> [STATED EXERCISE]
Begin at the first line and stop after the line that contains "581 5 L 574". Give only those lines again, with "white cloud" swapped for "storm cloud" and everything else unchanged.
[START]
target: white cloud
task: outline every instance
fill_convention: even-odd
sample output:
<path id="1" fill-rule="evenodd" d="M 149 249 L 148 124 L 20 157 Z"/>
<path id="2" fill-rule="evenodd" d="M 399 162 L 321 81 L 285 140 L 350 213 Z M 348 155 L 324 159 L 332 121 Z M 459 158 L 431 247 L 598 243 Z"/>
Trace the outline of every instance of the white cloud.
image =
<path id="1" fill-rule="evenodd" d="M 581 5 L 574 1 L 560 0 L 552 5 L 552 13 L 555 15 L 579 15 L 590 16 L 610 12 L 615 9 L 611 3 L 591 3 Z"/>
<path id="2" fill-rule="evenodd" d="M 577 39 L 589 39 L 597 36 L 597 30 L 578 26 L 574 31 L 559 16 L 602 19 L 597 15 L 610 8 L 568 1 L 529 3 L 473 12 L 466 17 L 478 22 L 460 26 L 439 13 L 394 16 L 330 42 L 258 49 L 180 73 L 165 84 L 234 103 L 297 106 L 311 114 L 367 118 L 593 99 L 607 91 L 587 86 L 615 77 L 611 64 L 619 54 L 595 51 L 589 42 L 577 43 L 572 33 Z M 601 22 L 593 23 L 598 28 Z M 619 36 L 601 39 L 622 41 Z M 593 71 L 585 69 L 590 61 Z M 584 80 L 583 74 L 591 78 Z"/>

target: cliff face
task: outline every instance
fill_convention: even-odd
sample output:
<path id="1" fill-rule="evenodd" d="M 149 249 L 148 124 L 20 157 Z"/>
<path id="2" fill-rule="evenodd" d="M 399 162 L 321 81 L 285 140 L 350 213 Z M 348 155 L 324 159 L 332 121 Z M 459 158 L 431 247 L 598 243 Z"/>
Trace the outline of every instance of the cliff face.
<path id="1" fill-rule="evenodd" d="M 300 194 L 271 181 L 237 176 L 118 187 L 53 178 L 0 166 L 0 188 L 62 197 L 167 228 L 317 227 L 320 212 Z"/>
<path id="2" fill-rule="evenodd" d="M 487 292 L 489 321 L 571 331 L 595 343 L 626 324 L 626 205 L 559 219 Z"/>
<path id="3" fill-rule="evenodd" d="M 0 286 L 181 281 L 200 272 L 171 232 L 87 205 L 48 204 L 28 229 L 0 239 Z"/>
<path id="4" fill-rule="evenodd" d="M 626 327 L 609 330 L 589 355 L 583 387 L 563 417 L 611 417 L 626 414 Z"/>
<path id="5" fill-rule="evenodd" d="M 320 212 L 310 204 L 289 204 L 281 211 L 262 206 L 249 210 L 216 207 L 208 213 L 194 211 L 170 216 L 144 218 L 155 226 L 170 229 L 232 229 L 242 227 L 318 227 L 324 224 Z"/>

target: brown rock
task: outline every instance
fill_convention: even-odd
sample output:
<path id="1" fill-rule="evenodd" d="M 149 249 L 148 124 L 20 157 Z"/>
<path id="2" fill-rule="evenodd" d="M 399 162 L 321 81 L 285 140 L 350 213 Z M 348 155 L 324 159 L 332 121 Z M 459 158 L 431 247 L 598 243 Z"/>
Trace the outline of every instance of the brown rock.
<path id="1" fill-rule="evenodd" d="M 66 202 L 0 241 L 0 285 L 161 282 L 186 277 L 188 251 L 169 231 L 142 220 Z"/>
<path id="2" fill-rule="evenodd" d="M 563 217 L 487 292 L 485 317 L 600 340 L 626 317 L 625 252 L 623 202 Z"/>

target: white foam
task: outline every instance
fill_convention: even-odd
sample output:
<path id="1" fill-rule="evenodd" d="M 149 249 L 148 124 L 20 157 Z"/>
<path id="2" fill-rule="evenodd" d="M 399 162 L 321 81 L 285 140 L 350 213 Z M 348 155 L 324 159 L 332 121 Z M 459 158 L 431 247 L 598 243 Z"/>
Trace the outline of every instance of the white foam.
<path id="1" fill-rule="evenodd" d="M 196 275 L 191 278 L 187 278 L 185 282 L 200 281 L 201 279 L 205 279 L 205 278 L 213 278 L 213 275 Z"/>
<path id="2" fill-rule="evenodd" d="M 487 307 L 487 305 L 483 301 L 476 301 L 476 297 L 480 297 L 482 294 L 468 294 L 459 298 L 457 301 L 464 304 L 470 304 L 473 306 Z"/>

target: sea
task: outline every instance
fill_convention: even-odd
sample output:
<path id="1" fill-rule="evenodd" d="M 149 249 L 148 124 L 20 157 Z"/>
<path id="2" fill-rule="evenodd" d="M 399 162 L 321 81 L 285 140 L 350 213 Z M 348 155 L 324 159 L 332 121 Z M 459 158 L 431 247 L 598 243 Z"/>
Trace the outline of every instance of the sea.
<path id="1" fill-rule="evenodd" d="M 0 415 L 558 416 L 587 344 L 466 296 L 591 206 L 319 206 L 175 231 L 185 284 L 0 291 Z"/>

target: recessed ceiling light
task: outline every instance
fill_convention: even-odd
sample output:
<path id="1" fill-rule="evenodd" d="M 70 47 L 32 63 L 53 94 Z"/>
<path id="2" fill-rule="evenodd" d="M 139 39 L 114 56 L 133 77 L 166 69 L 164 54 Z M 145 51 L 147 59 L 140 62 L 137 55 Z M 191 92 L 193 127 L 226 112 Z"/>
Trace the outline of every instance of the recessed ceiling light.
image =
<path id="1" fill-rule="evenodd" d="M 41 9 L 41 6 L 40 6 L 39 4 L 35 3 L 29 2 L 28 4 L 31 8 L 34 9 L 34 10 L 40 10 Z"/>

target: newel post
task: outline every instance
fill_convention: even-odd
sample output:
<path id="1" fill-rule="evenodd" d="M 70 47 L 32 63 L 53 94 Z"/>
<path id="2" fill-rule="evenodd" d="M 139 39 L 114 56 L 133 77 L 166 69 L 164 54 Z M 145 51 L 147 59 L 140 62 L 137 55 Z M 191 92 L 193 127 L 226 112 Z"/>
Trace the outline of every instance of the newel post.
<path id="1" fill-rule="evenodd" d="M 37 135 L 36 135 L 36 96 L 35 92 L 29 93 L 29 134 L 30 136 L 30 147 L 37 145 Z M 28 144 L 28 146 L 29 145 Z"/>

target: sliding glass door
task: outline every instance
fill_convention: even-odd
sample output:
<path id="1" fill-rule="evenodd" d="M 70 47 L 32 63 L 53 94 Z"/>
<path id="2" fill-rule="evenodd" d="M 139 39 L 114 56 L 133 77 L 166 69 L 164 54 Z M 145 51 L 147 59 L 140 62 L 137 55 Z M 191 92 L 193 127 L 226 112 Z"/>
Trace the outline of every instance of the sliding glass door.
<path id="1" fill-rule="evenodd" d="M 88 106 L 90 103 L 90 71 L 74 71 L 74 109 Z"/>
[END]
> [WRITTEN RESPONSE]
target: storm cloud
task: outline every instance
fill_convention: even-odd
sample output:
<path id="1" fill-rule="evenodd" d="M 149 249 L 148 124 L 20 157 Z"/>
<path id="2" fill-rule="evenodd" d="M 399 162 L 321 81 L 285 140 L 350 213 Z M 348 155 L 324 159 L 332 121 Z M 459 158 L 431 247 L 598 243 Z"/>
Trace the outline of every instance of the storm cloud.
image =
<path id="1" fill-rule="evenodd" d="M 581 5 L 574 1 L 560 0 L 552 5 L 552 13 L 555 15 L 579 15 L 590 16 L 610 12 L 615 9 L 611 3 L 591 3 Z"/>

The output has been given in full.